_Description of the task:_ No images, please. Copy each entry below exactly as it reads.

+===+

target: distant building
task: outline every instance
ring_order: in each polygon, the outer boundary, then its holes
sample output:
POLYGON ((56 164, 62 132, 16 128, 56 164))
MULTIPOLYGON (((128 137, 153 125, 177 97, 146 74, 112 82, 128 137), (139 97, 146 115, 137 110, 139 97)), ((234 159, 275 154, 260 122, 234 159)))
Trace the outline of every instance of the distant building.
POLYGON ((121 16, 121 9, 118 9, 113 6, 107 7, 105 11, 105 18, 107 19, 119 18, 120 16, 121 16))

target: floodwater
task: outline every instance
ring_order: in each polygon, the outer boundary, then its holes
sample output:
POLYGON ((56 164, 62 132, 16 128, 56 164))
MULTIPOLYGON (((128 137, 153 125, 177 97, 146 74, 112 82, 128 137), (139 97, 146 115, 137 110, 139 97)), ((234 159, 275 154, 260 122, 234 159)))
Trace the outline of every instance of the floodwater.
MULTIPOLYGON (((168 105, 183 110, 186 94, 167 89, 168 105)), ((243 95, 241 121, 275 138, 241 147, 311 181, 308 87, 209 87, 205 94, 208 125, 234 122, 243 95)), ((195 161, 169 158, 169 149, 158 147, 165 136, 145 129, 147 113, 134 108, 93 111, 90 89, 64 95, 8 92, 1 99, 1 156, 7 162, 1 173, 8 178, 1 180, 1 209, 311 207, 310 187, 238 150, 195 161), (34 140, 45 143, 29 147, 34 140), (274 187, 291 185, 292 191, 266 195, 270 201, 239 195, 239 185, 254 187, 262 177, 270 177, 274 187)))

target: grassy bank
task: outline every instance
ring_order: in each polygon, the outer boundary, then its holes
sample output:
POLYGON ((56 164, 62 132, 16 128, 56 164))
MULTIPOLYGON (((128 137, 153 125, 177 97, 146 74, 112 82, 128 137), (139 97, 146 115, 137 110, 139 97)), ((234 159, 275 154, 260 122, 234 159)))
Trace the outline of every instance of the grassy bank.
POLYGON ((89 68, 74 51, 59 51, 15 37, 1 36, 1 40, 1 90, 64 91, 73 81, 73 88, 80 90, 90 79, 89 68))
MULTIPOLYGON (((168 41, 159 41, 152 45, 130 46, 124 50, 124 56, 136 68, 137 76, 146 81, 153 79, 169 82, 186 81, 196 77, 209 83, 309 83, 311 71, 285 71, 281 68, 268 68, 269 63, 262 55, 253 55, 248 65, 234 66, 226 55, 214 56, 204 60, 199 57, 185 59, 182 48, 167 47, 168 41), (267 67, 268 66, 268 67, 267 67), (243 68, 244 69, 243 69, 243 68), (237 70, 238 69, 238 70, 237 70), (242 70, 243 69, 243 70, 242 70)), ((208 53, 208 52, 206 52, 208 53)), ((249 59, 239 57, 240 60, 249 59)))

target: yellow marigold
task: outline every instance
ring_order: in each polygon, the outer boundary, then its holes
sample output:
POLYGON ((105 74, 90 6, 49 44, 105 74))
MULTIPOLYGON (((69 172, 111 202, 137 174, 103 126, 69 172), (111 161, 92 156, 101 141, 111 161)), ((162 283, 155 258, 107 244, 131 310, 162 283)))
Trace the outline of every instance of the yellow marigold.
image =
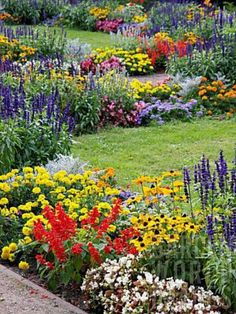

+===+

_Solution:_
target: distant building
task: outline every instance
ring_order: in each polygon, the outer boundary, then its holes
sample output:
POLYGON ((56 164, 62 132, 16 128, 56 164))
MULTIPOLYGON (((128 137, 153 125, 177 97, 146 74, 112 82, 128 137), (139 97, 146 115, 137 110, 139 97)), ((234 159, 275 154, 260 122, 234 159)))
Trace the outline of every instance of the distant building.
POLYGON ((121 16, 121 9, 118 9, 113 6, 107 7, 105 11, 105 18, 107 19, 119 18, 120 16, 121 16))

target: floodwater
task: outline every instance
ring_order: in each polygon, the outer boundary, then its holes
sample output:
POLYGON ((56 164, 62 132, 16 128, 56 164))
MULTIPOLYGON (((128 137, 153 125, 177 97, 146 74, 112 82, 128 137), (139 97, 146 115, 137 110, 139 97)), ((234 159, 275 154, 260 122, 234 159)))
Trace the outline of every instance of the floodwater.
MULTIPOLYGON (((168 105, 183 110, 186 94, 167 89, 168 105)), ((243 95, 241 121, 275 138, 241 147, 311 181, 308 87, 209 87, 205 94, 208 125, 234 122, 243 95)), ((195 161, 169 158, 169 149, 158 147, 165 136, 145 129, 147 113, 134 108, 93 111, 90 89, 64 95, 8 92, 1 99, 1 156, 7 162, 1 173, 8 178, 1 180, 1 209, 311 207, 310 187, 238 150, 195 161), (34 140, 45 143, 29 147, 34 140), (274 187, 291 185, 292 191, 266 195, 270 201, 239 195, 239 185, 254 187, 262 177, 270 177, 274 187)))

target: grassy bank
task: outline every instance
ring_order: in each polygon, the outer boundary, then its holes
sample output:
POLYGON ((56 164, 62 132, 16 128, 56 164))
MULTIPOLYGON (((128 137, 153 125, 177 97, 146 74, 112 82, 128 137), (139 97, 146 115, 137 110, 139 97)), ((234 159, 275 154, 260 122, 234 159)))
Trace the outline of every instance of the grassy bank.
POLYGON ((89 68, 74 51, 59 51, 15 37, 1 36, 1 40, 1 90, 64 91, 73 81, 73 88, 80 90, 90 79, 89 68))
MULTIPOLYGON (((168 41, 159 41, 152 45, 130 46, 124 50, 124 56, 136 68, 137 76, 146 81, 153 79, 169 82, 186 81, 196 77, 209 83, 309 83, 311 71, 285 71, 281 68, 268 68, 269 63, 262 55, 253 55, 248 65, 234 66, 226 55, 214 56, 204 60, 199 57, 185 59, 182 48, 167 47, 168 41), (267 67, 268 66, 268 67, 267 67), (243 68, 244 69, 243 69, 243 68), (237 70, 238 69, 238 70, 237 70), (242 70, 243 69, 243 70, 242 70)), ((208 53, 208 52, 206 52, 208 53)), ((249 59, 239 57, 240 60, 249 59)))

target: yellow marigold
task: outline every instance
ring_order: in each polygon, the outer boundary, then its holes
sample output:
POLYGON ((105 74, 90 6, 49 44, 105 74))
MULTIPOLYGON (((69 172, 111 202, 137 174, 103 126, 69 172), (111 161, 92 156, 101 141, 111 161)), ((162 283, 155 258, 107 244, 131 310, 162 283)))
Trace the outline of every instance of the yellow marigold.
image =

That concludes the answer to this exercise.